Lista de exercícios:
A. Resuma em duas frases o trecho sobre ataques com ácido.
B. Repita do trecho sobre ataques com ácido a parte que vai de "Agora, a Islamic" até "Paquistão e Nepal).", sem mudar nada.

Trecho para leitura:

* * * *

Nunca será como antes
Naieema ficou sem traços reconhecíveis. Ela e a filha de cinco anos receberam tratamento psicológico por meio da Acid Survivors Foundation Pakistan (ASF-P), o que ajudou a menina a compreender e aceitar o que ocorreu com a mãe, relata o site da ASTI. A filha menor, 3 anos, não vive com elas - fica muito assustada com a aparência da mulher, atacada pelo sobrinho da primeira esposa de seu marido. Não bastassem as dores físicas, sobreviventes muitas vezes passam a ser marginalizados na sua comunidade.

"O modo como os outros, famílias e amigos, reagem e comentam sobre qualquer cicatriz ou desfiguração residual é muito importante. Pode fazer toda a diferença entre a aceitação ou a intolerância do paciente sobre sua percepção quanto à própria aparência. Todos podem ajudar ou atrapalhar nesse processo", avalia Hiles.

No momento em que o ácido é lançado, há vezes em que o alvo é uma criança. Mais comumente, elas acabam envolvidas por acaso, ao estarem no colo da mãe ou próximas. Elas não escapam de bullying na escola. "Parte da reabilitação é fazer os sobreviventes aceitarem que nunca será como antes. Tentamos fazer o que for mais confortável e o melhor possível, mas é difícil para eles", explica Fazil.

Falta de estrutura
Cirurgião plástico renomado, com clínica na luxuosa região de Mayfair, em Londres, Mohammad Jawad tomou conhecimento do drama dessas mulheres ao fazer trabalho voluntário no seu país de origem após o terremoto que atingiu o Paquistão em 2005.

"Não pude fugir das minhas responsabilidades, do fato que ainda sou um paquistanês, com fortes raízes. Meu povo precisa de algumas habilidades que adquiri e preciso compartilhar", contou o médico em entrevista ao Terra, logo após voltar de Los Angeles, onde viu o documentário em curta-metragem Saving Face (que mostra sua atuação) receber o Oscar em sua categoria.

Naquele ano, Jawad aliou-se à Islamic Help. Desde que iniciou a campanha de cirurgias reparadoras, em 2005, a entidade realizou mais de cem procedimentos em cerca de 50 pacientes. As viagens da Inglaterra para o Paquistão ocorrem a cada três meses, e as operações são feitas em hospitais parceiros em Karachi e na capital, Islamabad, explica Fazil.

Falta de infraestrutura, medicamentos, recursos e material cirúrgico são os principais desafios - tenta-se fazer o melhor com o que se tem disponível. Além disso, há uma preocupação em treinar médicos locais para o procedimento nesses casos.

"Já tivemos algumas experiências com cirurgiões ocidentais, acostumados aos melhores equipamentos, mas que, em um país em desenvolvimento, não sabem improvisar. O que criamos com os médicos é sempre um elemento de treinamento, habilidades que serão transferidas para outros cirurgiões, porque alguns desses tratamentos nunca foram feitos nesses países", observa o diretor.

Agora, a Islamic Help soma esforços com a ASTI - que tem a ASF-P como parceiro local. Antes restrito à sala de cirurgia, a ação da ONG com sede em Birmingham pretende reintegrar as pacientes à comunidade por meio de oportunidades de trabalho.

A ASTI, por sua vez, já trabalha com um programa integral de apoio às sobreviventes, tratamento médico, suporte legal, educação e treinamento, além de atuar para reduzir o número de ataques. Presidente da entidade e fundador do parceiro local em Bangladesh, John Morrison afirma que o número de ataques naquele país sofreu uma redução de 500 em 2002 para cem nos últimos anos, e segue em declínio. A ASTI e seus parceiros já ajudaram mais de 3 mil pacientes em cinco países (Bangladesh, Cambodia, Uganda, Paquistão e Nepal).

* * * *

Extratos de dados:
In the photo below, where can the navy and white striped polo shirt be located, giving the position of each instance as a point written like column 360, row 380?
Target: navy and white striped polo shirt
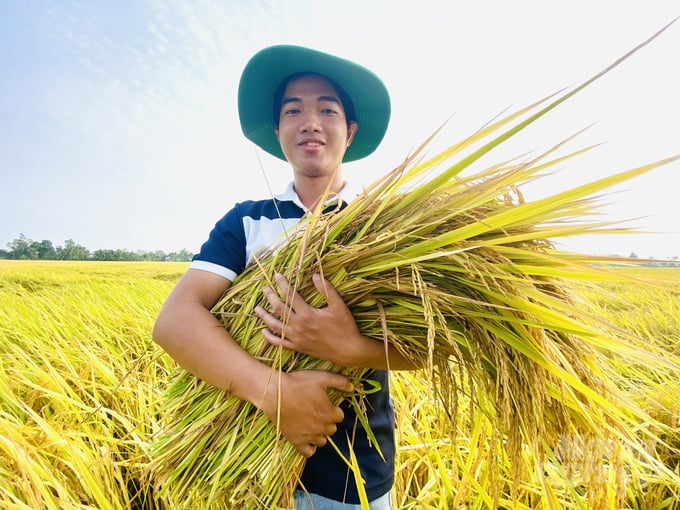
column 247, row 229
column 251, row 227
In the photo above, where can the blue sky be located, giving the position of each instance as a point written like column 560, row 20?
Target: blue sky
column 119, row 129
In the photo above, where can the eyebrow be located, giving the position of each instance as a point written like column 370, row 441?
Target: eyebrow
column 332, row 99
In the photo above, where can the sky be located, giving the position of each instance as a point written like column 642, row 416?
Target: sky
column 119, row 127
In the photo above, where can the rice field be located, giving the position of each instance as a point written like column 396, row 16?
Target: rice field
column 81, row 383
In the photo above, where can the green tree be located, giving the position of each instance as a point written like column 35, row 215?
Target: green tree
column 20, row 248
column 72, row 251
column 44, row 249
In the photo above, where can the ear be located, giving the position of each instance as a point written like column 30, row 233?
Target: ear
column 351, row 131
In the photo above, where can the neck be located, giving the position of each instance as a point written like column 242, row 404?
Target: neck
column 313, row 189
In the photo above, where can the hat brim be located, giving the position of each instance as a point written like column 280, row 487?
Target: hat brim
column 267, row 69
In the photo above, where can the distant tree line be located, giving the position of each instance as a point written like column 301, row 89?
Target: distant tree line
column 23, row 248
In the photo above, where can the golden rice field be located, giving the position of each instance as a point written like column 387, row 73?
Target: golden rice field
column 81, row 382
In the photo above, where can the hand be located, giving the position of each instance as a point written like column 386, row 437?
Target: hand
column 328, row 333
column 303, row 412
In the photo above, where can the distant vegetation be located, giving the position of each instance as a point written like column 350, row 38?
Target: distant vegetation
column 23, row 248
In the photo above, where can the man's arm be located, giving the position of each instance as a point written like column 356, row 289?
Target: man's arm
column 189, row 332
column 328, row 333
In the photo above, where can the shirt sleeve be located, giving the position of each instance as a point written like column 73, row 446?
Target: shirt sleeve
column 224, row 253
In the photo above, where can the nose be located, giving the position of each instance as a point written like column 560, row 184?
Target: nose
column 310, row 123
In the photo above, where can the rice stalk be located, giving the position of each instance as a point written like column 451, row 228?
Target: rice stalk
column 458, row 272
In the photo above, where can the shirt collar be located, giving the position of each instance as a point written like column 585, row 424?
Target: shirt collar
column 346, row 194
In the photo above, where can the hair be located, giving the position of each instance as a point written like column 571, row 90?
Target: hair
column 345, row 100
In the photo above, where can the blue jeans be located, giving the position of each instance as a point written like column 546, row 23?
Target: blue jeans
column 305, row 501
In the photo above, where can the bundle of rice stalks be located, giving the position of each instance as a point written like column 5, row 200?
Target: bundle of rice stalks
column 459, row 274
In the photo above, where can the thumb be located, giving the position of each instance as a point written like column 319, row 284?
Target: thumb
column 339, row 382
column 326, row 289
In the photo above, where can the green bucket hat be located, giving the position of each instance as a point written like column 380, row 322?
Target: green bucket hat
column 270, row 66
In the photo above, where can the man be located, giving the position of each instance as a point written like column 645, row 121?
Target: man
column 314, row 110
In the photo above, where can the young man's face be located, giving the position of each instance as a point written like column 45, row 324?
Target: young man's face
column 313, row 130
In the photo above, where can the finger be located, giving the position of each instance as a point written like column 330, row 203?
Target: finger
column 307, row 450
column 337, row 381
column 327, row 290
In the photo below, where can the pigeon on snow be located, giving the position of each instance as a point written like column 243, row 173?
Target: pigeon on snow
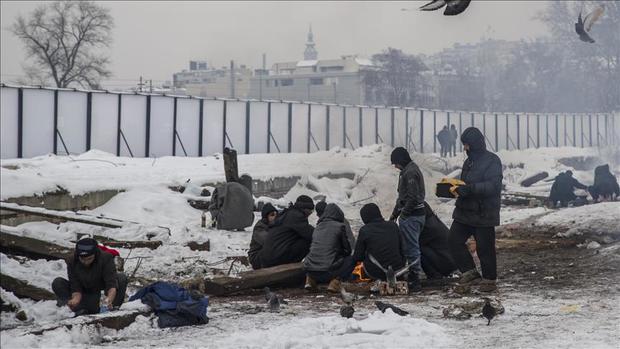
column 453, row 7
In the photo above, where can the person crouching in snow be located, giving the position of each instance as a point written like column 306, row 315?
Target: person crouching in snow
column 476, row 211
column 329, row 259
column 259, row 234
column 379, row 244
column 90, row 272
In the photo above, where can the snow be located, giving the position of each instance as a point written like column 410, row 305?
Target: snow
column 530, row 320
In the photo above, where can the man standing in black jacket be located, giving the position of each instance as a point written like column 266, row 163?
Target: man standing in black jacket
column 477, row 211
column 409, row 210
column 90, row 272
column 290, row 236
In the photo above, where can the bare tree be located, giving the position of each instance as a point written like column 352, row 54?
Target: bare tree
column 395, row 78
column 64, row 40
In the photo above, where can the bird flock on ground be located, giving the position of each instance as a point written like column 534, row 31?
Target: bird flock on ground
column 456, row 7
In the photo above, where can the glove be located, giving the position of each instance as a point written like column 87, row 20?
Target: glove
column 462, row 190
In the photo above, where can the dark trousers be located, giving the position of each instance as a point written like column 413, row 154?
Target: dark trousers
column 485, row 247
column 90, row 300
column 342, row 271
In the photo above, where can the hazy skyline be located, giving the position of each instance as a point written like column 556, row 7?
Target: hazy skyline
column 157, row 39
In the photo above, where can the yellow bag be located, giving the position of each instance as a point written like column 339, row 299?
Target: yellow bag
column 443, row 187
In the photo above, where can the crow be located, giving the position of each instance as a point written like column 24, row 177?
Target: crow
column 488, row 311
column 453, row 7
column 583, row 36
column 384, row 306
column 347, row 311
column 273, row 300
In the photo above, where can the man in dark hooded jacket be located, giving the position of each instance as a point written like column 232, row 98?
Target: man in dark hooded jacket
column 90, row 272
column 380, row 239
column 605, row 184
column 477, row 210
column 409, row 210
column 289, row 237
column 259, row 234
column 563, row 189
column 444, row 139
column 329, row 259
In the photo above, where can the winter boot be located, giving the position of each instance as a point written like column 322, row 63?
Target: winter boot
column 487, row 285
column 469, row 277
column 310, row 284
column 413, row 282
column 334, row 286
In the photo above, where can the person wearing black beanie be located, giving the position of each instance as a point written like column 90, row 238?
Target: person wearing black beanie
column 290, row 235
column 90, row 272
column 380, row 239
column 259, row 234
column 476, row 211
column 409, row 210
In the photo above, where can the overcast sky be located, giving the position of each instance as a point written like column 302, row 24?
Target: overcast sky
column 156, row 39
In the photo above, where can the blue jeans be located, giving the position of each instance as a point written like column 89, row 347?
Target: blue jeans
column 411, row 228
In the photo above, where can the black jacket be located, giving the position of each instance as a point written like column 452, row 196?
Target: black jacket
column 479, row 201
column 100, row 275
column 330, row 243
column 290, row 226
column 384, row 242
column 259, row 235
column 411, row 193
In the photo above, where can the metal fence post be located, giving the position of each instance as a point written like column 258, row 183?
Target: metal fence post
column 55, row 122
column 496, row 134
column 147, row 141
column 361, row 127
column 421, row 131
column 20, row 123
column 200, row 125
column 174, row 128
column 118, row 125
column 327, row 128
column 434, row 131
column 247, row 127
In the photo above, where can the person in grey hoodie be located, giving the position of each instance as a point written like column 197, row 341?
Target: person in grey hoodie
column 409, row 210
column 329, row 259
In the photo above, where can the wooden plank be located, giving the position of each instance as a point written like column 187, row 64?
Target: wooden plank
column 116, row 320
column 286, row 274
column 231, row 169
column 60, row 215
column 14, row 244
column 23, row 289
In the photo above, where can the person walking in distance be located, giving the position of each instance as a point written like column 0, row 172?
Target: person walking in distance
column 477, row 211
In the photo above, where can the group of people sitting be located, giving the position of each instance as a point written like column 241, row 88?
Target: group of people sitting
column 605, row 187
column 419, row 243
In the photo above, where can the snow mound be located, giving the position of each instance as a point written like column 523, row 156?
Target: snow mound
column 378, row 330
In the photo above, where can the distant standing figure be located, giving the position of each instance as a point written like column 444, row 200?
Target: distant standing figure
column 605, row 184
column 454, row 135
column 476, row 211
column 444, row 141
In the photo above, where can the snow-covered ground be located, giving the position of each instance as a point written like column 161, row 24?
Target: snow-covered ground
column 530, row 320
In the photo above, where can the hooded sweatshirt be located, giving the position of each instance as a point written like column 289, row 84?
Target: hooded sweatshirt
column 330, row 243
column 478, row 204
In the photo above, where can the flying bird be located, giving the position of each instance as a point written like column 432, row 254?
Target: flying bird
column 384, row 306
column 488, row 311
column 583, row 26
column 347, row 297
column 453, row 7
column 347, row 311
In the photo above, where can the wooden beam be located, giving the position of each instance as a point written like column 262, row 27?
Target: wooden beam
column 116, row 320
column 286, row 274
column 11, row 243
column 23, row 289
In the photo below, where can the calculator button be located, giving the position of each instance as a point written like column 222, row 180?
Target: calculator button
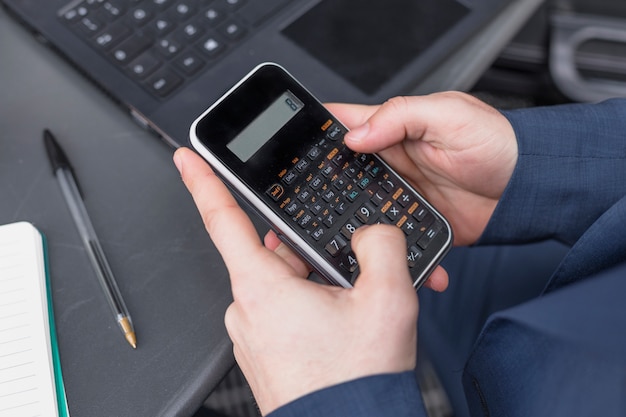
column 408, row 226
column 364, row 182
column 413, row 255
column 334, row 132
column 329, row 195
column 292, row 208
column 363, row 159
column 327, row 170
column 349, row 262
column 340, row 183
column 290, row 177
column 305, row 220
column 339, row 159
column 429, row 235
column 305, row 195
column 351, row 171
column 314, row 153
column 335, row 245
column 365, row 213
column 275, row 191
column 377, row 198
column 393, row 212
column 318, row 233
column 341, row 207
column 374, row 171
column 329, row 221
column 388, row 185
column 420, row 213
column 349, row 228
column 404, row 199
column 302, row 164
column 316, row 207
column 352, row 195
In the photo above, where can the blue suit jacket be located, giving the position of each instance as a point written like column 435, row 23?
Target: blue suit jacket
column 563, row 353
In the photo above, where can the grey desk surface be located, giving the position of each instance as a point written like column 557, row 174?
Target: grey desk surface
column 170, row 274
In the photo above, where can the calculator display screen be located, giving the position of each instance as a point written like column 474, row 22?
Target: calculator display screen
column 265, row 126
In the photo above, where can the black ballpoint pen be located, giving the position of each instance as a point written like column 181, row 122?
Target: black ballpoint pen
column 64, row 173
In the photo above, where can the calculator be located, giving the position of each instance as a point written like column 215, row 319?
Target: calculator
column 278, row 148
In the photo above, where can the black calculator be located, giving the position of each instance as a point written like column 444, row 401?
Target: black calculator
column 283, row 153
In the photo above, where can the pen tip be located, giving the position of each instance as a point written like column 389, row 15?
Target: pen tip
column 130, row 337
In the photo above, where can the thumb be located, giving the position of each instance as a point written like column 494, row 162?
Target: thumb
column 381, row 253
column 396, row 120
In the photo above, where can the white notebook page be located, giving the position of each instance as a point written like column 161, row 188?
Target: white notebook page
column 27, row 385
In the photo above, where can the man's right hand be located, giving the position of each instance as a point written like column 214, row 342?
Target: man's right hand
column 456, row 150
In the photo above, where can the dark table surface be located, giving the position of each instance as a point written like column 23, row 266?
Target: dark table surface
column 172, row 278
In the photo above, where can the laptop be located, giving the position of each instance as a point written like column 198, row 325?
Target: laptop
column 165, row 61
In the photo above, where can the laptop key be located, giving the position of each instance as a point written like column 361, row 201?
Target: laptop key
column 163, row 82
column 254, row 13
column 212, row 46
column 189, row 63
column 144, row 65
column 130, row 48
column 112, row 36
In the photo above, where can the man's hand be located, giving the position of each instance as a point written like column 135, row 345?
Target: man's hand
column 459, row 152
column 292, row 336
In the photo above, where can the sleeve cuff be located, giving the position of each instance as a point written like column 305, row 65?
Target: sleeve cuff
column 395, row 395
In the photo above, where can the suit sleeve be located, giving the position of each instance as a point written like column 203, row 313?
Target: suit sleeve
column 395, row 395
column 571, row 168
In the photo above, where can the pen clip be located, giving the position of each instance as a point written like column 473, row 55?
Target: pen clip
column 58, row 158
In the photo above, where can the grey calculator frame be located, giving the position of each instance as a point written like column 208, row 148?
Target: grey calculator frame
column 287, row 232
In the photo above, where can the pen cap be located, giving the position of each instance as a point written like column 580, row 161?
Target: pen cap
column 57, row 157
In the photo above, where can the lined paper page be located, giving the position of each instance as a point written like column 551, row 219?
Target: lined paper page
column 26, row 373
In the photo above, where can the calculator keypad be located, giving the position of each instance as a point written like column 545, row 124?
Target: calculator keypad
column 330, row 191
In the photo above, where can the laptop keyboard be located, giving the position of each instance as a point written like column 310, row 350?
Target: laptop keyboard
column 162, row 44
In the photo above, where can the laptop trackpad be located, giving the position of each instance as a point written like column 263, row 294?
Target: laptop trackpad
column 368, row 42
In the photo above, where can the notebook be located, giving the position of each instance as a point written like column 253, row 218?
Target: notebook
column 166, row 61
column 31, row 383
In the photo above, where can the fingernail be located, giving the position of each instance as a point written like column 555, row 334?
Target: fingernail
column 178, row 162
column 357, row 135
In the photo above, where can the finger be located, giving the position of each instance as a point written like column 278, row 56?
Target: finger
column 351, row 115
column 229, row 227
column 438, row 280
column 381, row 253
column 273, row 243
column 396, row 120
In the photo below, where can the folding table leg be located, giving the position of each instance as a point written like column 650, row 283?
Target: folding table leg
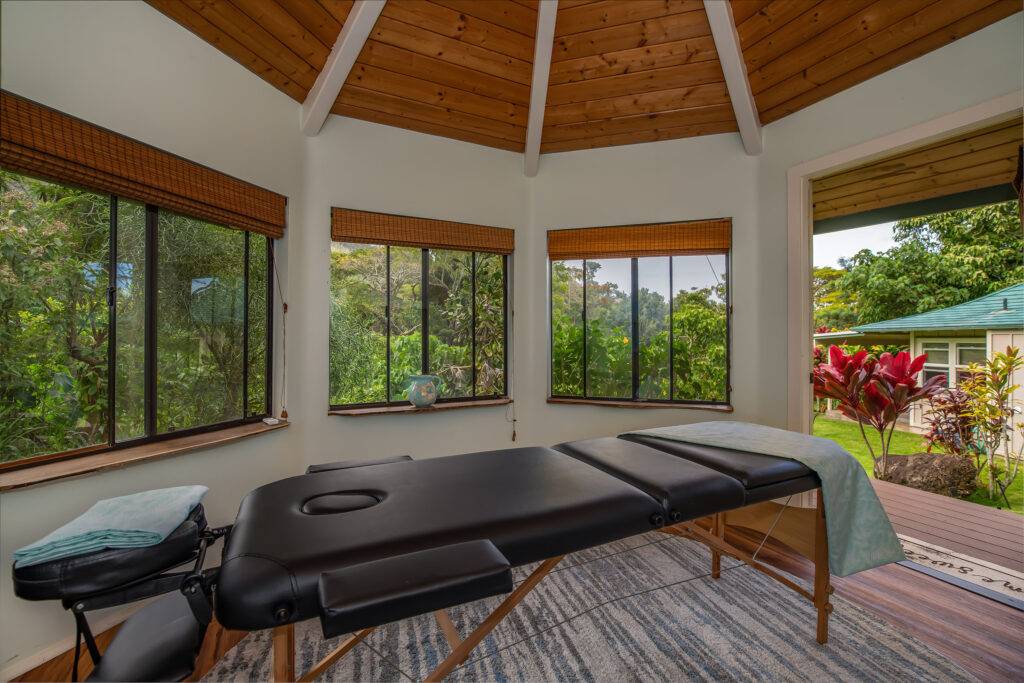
column 284, row 653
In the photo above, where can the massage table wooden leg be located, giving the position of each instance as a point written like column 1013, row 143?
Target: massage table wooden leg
column 718, row 526
column 822, row 577
column 284, row 653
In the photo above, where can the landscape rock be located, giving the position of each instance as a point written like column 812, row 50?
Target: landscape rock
column 934, row 472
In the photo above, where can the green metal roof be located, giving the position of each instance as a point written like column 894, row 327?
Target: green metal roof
column 998, row 310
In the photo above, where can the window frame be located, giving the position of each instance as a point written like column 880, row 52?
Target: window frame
column 150, row 344
column 635, row 333
column 425, row 330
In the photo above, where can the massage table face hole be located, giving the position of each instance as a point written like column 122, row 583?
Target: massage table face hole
column 329, row 504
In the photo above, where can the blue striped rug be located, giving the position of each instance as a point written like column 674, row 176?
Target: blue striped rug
column 640, row 609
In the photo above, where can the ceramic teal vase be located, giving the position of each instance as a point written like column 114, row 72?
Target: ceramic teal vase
column 423, row 389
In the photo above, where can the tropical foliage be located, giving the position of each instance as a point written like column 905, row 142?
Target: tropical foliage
column 938, row 261
column 368, row 332
column 54, row 321
column 696, row 326
column 873, row 391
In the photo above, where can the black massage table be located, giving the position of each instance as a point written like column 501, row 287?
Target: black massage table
column 363, row 544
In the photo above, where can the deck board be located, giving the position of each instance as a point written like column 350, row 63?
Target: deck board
column 982, row 532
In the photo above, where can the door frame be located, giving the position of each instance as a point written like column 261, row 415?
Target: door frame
column 801, row 225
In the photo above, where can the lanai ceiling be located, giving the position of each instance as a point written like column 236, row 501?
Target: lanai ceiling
column 621, row 71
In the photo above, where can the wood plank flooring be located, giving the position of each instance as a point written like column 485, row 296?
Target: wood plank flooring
column 987, row 534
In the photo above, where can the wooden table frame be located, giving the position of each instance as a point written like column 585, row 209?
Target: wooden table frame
column 803, row 529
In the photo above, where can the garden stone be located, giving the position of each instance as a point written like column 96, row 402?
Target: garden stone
column 934, row 472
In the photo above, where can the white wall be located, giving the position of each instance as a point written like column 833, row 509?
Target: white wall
column 126, row 67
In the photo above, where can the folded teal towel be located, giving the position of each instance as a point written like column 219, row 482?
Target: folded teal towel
column 860, row 536
column 128, row 521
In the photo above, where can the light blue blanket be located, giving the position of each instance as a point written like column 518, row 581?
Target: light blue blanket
column 128, row 521
column 860, row 536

* * * *

Respostas:
A. Sobreviventes de ataques com ácido, como Naieema, sofrem dores físicas e muitas vezes passam a ser marginalizados na comunidade, e parte da reabilitação é fazê-los aceitar que nunca será como antes. Desde 2005, a Islamic Help, com o cirurgião Mohammad Jawad, fez mais de cem cirurgias reparadoras no Paquistão e agora soma esforços com a ASTI, que dá apoio integral às sobreviventes e já ajudou mais de 3 mil pacientes em cinco países.

B.
Agora, a Islamic Help soma esforços com a ASTI - que tem a ASF-P como parceiro local. Antes restrito à sala de cirurgia, a ação da ONG com sede em Birmingham pretende reintegrar as pacientes à comunidade por meio de oportunidades de trabalho.

A ASTI, por sua vez, já trabalha com um programa integral de apoio às sobreviventes, tratamento médico, suporte legal, educação e treinamento, além de atuar para reduzir o número de ataques. Presidente da entidade e fundador do parceiro local em Bangladesh, John Morrison afirma que o número de ataques naquele país sofreu uma redução de 500 em 2002 para cem nos últimos anos, e segue em declínio. A ASTI e seus parceiros já ajudaram mais de 3 mil pacientes em cinco países (Bangladesh, Cambodia, Uganda, Paquistão e Nepal).